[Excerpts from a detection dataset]
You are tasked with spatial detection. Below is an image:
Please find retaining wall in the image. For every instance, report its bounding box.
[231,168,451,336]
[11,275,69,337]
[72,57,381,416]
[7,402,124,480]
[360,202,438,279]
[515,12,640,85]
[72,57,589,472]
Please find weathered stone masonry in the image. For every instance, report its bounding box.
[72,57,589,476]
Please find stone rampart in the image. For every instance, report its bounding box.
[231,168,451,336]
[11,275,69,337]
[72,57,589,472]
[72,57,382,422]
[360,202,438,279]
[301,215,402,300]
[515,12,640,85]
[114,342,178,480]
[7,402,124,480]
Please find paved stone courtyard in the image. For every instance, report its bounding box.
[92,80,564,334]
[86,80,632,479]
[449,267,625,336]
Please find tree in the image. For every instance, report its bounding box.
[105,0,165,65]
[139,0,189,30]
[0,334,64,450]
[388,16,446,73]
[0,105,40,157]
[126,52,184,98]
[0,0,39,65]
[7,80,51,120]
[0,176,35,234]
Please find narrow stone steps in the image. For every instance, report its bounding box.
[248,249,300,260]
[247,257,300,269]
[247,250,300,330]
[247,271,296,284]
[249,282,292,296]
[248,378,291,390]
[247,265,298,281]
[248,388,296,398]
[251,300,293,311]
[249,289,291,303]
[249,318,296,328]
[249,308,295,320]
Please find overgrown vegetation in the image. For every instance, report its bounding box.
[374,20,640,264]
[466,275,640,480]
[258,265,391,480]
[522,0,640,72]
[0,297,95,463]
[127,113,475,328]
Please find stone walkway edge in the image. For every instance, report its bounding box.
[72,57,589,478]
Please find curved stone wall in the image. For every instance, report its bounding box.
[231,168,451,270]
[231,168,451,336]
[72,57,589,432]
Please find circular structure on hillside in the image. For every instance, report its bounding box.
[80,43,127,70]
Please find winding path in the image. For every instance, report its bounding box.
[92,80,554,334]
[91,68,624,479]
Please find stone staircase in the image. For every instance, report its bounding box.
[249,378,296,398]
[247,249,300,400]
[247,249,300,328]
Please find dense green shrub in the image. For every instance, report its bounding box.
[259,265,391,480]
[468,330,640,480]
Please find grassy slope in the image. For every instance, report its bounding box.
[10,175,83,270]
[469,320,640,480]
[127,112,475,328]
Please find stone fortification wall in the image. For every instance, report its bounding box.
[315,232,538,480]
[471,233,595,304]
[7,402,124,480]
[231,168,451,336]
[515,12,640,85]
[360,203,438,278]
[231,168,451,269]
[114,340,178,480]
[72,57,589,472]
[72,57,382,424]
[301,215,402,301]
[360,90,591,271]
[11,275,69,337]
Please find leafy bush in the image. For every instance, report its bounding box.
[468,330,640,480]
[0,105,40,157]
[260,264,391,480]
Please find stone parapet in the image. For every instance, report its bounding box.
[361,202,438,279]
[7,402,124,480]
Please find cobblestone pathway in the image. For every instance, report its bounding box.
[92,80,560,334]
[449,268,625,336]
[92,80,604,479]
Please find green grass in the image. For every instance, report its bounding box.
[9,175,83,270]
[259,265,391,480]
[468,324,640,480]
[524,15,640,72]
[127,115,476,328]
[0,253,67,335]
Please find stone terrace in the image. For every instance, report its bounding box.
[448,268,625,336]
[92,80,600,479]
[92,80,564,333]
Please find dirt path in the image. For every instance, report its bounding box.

__EXERCISE GOAL__: Put each line of the entries above into a numbered list, leaving out blank lines.

__RESPONSE BELOW__:
1. You are tasked with spatial detection. Below is an image:
2. Please find retaining wall in the image. For every instance, report its bounding box.
3. [231,168,451,336]
4. [11,275,69,337]
5. [72,57,381,416]
6. [7,402,124,480]
7. [360,202,438,279]
8. [515,12,640,85]
9. [72,57,589,472]
10. Please find weathered stone masonry in the image. For every instance, report its bounding box.
11. [72,57,589,476]
12. Please find stone rampart in the image. For every instance, report its bounding box.
13. [231,168,451,336]
14. [11,275,69,337]
15. [72,57,589,472]
16. [72,57,382,422]
17. [360,202,438,279]
18. [301,215,402,300]
19. [515,12,640,85]
20. [114,342,178,480]
21. [7,402,124,480]
22. Please find paved stone courtyard in the image. For every instance, report its bounding box.
23. [92,80,564,334]
24. [86,80,632,479]
25. [449,267,625,336]
26. Please find tree in the image. For every instance, report its bounding box.
27. [105,0,165,65]
28. [139,0,189,30]
29. [0,334,64,450]
30. [388,16,446,73]
31. [0,105,40,157]
32. [126,52,184,98]
33. [0,0,39,65]
34. [7,80,51,120]
35. [0,176,35,234]
36. Please find narrow stone steps in the image. For every instance, report its bounding box.
37. [248,249,300,260]
38. [247,257,300,269]
39. [247,250,300,330]
40. [247,271,296,284]
41. [249,282,292,296]
42. [248,378,291,390]
43. [247,265,298,281]
44. [248,388,296,398]
45. [251,300,293,311]
46. [249,289,291,303]
47. [249,318,296,328]
48. [249,308,295,320]
49. Please find overgrown vegetation in the image. For every instance, report its bounding box.
50. [374,20,640,264]
51. [466,275,640,480]
52. [258,265,391,480]
53. [522,0,640,72]
54. [0,297,95,463]
55. [127,113,475,328]
56. Please find stone walkway edge in the image. For every instance, report its bounding box.
57. [72,57,589,478]
58. Please find curved stone wall in the image. For every instance, report its bounding box.
59. [231,168,451,270]
60. [231,168,451,336]
61. [72,57,589,432]
62. Please find circular structure on hillside in the image. For every instance, report its bounding box.
63. [80,43,127,70]
64. Please find winding path in the image. For every instance, report its bounding box.
65. [92,80,554,334]
66. [91,68,624,479]
67. Please find stone staircase in the image. For every instance, report its bounding box.
68. [249,378,296,398]
69. [247,249,300,400]
70. [247,249,300,328]
71. Please find dense green shrub in the image. For every instance, report its bounding box.
72. [259,265,391,480]
73. [468,330,640,480]
74. Please find grassy slope in the image. For every instance, report its bounding box.
75. [10,175,83,270]
76. [469,320,640,480]
77. [127,112,475,328]
78. Please find stone fortification wall in the image. For every instance, report its bounding box.
79. [315,232,538,480]
80. [471,233,595,304]
81. [7,402,124,480]
82. [231,168,451,336]
83. [515,12,640,85]
84. [360,203,438,278]
85. [231,168,451,269]
86. [114,340,178,480]
87. [72,57,589,472]
88. [72,57,382,424]
89. [301,215,402,301]
90. [360,90,591,271]
91. [11,275,69,337]
92. Please find leafy bush in the image. For every instance, report its bounding box.
93. [468,330,640,480]
94. [0,105,40,157]
95. [260,264,391,480]
96. Please find stone parapet in the image. For every instance, report its bounding box.
97. [361,202,438,279]
98. [7,402,124,480]
99. Please find cobblestone pathway in the image. For every instance, report its bounding box.
100. [92,80,560,334]
101. [449,268,625,336]
102. [92,80,604,479]
103. Please find green grass in the image. For every instance, report its bounding box.
104. [9,175,83,270]
105. [259,265,391,480]
106. [468,324,640,480]
107. [524,15,640,72]
108. [127,115,476,328]
109. [0,253,67,335]
110. Please find stone terrace in the image. For every instance, report its bounding box.
111. [448,268,625,336]
112. [92,80,600,479]
113. [92,80,564,333]
114. Please find dirt path in the image. For every instance, report its bounding box.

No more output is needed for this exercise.